START PASSAGE SHOWN

Eliminating choice in healthcare insurance will dramatically reduce costs

By Fred Gluck

Essay

Health Care

Published

The primary cause of extremely high healthcare costs in the US is complexity and, in particular, the complexity spawned by choice in private insurance coverage. The billing, insurance and reimbursement (BIR) systems required to manage and administer this complexity of choice create armies of middlemen between the patients and the providers. These middlemen generate enormous unproductive costs both in the insurers and throughout the delivery system and they provide no healthcare.

Moreover, this complexity and the lack of transparency it engenders provides a fertile ground for fraud and overutilization.  Together these costs of complexity which no other country bears have been estimated to produce nearly a Trillion dollars in unnecessary costs.

These complexities are largely the result of the piecemeal way in which our private insurance systems have grown over the years since wage and price controls were introduced during WW II and benefits were declared exempt. President Nixon accelerated the growth in private insurance when he reintroduced wage and price controls in 1971. The private healthcare insurance industry has now ballooned into a Trillion-dollar cost plus business by treating healthcare insurance as a consumer product that offers over 10,000 options for coverage.

On the surface, providing a wide range of choice is a sensible way to permit individuals to select a program that offers coverage at premiums they can best afford. However, there are a number of problems with thinking about insurance this way. First, it puts primary emphasis on premium cost and deemphasizes the additional out-of-pocket costs of paying for care when it is actually delivered. Second, choice of coverage has little or no effect on an individual’s access to care when hospitalized for inpatient care. Third, the requirements for cash outlays for outpatient care often lead to avoiding necessary routine or chronic care when an individual is short on cash at the time of need. Fourth, and perhaps most important, the total costs to our healthcare system of providing choice on insurance (which far outweigh the benefits) have been largely ignored when considering reform.

END PASSAGE SHOWN
START DATASET SECTION

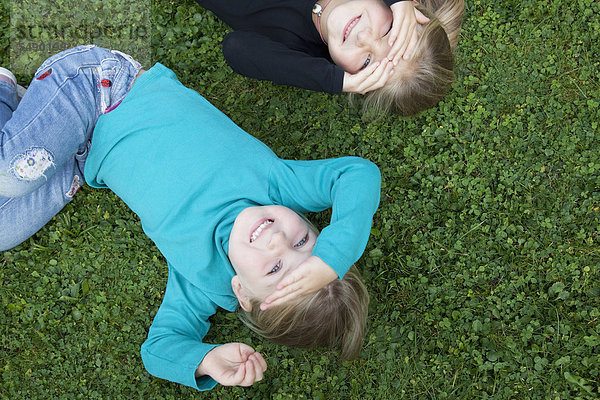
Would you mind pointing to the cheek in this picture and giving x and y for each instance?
(345, 58)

END DATASET SECTION

**QUESTIONS TO ANSWER:**
[A] Summarize the healthcare insurance essay in two sentences.
[B] Repeat everything in the healthcare insurance essay from "Health Care" down to "provide no healthcare.".

**ANSWERS FOR THE TASKS:**
[A] The essay argues that the main cause of very high US healthcare costs is the complexity created by choice in private insurance coverage. Its billing, insurance and reimbursement systems support middlemen who add unproductive costs and invite fraud and overutilization, an estimated nearly trillion dollars in unnecessary costs, while offering many coverage options stresses premiums over out-of-pocket costs, does little for inpatient access, can lead people to skip needed care, and carries system costs that outweigh its benefits.

[B]
Health Care

Published

The primary cause of extremely high healthcare costs in the US is complexity and, in particular, the complexity spawned by choice in private insurance coverage. The billing, insurance and reimbursement (BIR) systems required to manage and administer this complexity of choice create armies of middlemen between the patients and the providers. These middlemen generate enormous unproductive costs both in the insurers and throughout the delivery system and they provide no healthcare.